» Your goal:
Duplicate word for word the stretch of the personal post below that starts at "A part of me" and ends at "road to nowhere?".

» Source text:
So I decide I will try to have sex with someone I have know for years and used to have vibes with. I had assumed that if we started to act sexual, I would feel sexual; but I didn't, what I felt was nausea, what I did was flinch. Now he was a nice guy and wasn't wanting to have sex with someone who obviously was forcing themselves.

I figured OK, sex is out, maybe Im just not ready, but I need to move on with the baby thing I will look for a sperm donor. That didn't go well,(but that's not the point of this post- just note I didn't keep trying to have sex)

Now during the celibate year I met a man, who I was 'drawn to', not exactly sexual but not, not sexual; just potential for sexual noted kind of thing. Nothing that amazing about that...

He was dating someone and I was celibate so nothing happened, we kind of became friends over the next five years or so.

Sometimes the vibes are so strong its like its another person in the room, but over time I realised there was no sexual attraction there anymore. Sure I feel the 'go towards' but I have no idea what I would do if I followed the impulse. And when he looks at me like that, I just feel myself start to close down.

PRESENT DAY

I have been friends with him for ten years now and I am still 'drawn' to him, and sometimes he seemed drawn to me, but there are problems other than my lack of sexual attraction. Over the last decade I have gone from agnostic to atheist and he is a fundamentalist Christian, so a relationship is not possible because of the equally yoked thing,we have discussed it.

Anyway he had a whirlwind romance (two weeks!) and is now engaged and I am feeling very ambivalent about it...

...on the one hand (practically) yeah the 'drawn to' vibes did seem to interfering with us having a proper friendship, so maybe this is a big thick line drawn under it and now we can have some kind of real friendship.

....on the other hand, (practically) I no longer get 'drawn to' people. Its like this only exists because it started so long ago before I lost the capacity. So compromise sex seems more possible with him that anyone else, because the romantic drawn to aspect does provide some reason to do it, even without sexual attraction,so I am not making everything up.

....emotionally Im having bouts of crying and a kind of despair at the idea that not only is there no hope (there was never any hope- its just over kill on the lack of hope now) but Im losing my one single friend. So Im worrying about him going off and disappearing into a family bubble.

A part of me wants to make some dramatic gesture before he gets married, but that would effectively end any chances of a continued friendship after he marries, but as I say once they go into the family bubble its 99% ended friendship-wise anyway.

Do I no longer have anything to lose by heading down this road to nowhere?

I get that its a bit of a messy story, with lots of stuff about not just asexual transition but romantic and aromantic variations involved as well. With a big chunk of fear of isolation thrown in to, not to mention the baby thing.

» Provided records:
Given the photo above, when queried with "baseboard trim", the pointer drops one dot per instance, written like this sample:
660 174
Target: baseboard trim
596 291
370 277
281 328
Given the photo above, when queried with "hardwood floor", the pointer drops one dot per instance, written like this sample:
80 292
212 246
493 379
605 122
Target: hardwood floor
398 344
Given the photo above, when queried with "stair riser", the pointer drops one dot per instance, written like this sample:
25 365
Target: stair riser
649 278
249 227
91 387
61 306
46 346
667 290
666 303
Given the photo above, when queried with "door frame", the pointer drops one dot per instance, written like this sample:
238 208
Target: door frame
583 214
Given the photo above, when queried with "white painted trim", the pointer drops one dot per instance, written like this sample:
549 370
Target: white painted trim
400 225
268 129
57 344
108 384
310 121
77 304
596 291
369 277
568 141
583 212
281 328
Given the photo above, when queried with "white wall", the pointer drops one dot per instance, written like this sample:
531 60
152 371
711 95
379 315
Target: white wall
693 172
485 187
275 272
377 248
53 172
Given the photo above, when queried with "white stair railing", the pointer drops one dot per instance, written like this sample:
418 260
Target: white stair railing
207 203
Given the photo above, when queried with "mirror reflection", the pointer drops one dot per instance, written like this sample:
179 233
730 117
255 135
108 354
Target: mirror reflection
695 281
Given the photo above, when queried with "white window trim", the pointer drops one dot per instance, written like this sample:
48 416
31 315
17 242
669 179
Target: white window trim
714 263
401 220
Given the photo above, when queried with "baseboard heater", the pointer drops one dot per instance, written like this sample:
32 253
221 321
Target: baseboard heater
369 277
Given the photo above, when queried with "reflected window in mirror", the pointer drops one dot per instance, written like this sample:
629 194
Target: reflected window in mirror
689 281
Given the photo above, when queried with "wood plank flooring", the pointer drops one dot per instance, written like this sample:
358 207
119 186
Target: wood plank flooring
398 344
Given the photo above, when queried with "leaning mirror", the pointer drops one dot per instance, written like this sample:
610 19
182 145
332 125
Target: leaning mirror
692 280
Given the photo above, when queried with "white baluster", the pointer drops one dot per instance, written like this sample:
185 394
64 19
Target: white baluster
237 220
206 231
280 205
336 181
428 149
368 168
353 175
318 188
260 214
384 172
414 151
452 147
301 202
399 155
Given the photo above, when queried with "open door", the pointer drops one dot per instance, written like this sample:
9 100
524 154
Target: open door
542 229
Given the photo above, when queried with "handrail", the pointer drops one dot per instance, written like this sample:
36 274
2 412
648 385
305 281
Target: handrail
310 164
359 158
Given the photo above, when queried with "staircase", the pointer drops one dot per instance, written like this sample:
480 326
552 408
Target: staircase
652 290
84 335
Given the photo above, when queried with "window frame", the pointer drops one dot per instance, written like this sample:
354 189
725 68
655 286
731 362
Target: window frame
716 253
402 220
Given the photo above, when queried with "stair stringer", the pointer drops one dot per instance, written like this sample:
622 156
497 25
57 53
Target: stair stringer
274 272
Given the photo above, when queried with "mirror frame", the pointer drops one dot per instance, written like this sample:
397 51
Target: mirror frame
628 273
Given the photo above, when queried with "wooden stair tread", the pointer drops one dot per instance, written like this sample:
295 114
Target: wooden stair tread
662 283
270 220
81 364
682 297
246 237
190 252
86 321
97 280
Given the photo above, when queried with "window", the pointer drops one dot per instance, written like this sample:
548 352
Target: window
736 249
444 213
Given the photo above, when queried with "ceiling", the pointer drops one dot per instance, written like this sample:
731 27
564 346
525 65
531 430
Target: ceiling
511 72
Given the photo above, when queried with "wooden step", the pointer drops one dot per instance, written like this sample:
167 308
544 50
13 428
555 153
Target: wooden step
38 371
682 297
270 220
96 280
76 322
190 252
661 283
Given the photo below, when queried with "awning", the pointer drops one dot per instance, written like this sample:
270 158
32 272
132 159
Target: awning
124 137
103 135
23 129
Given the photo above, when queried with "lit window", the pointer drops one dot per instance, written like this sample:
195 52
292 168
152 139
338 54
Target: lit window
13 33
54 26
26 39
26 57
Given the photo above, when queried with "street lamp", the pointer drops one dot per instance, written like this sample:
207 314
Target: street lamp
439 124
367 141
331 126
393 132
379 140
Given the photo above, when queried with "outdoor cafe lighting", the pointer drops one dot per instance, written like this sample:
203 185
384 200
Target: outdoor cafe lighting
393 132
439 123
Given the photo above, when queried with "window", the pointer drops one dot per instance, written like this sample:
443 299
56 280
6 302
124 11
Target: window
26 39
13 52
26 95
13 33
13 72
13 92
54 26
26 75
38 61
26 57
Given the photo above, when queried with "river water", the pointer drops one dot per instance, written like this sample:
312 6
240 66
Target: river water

» Full solution:
A part of me wants to make some dramatic gesture before he gets married, but that would effectively end any chances of a continued friendship after he marries, but as I say once they go into the family bubble its 99% ended friendship-wise anyway.

Do I no longer have anything to lose by heading down this road to nowhere?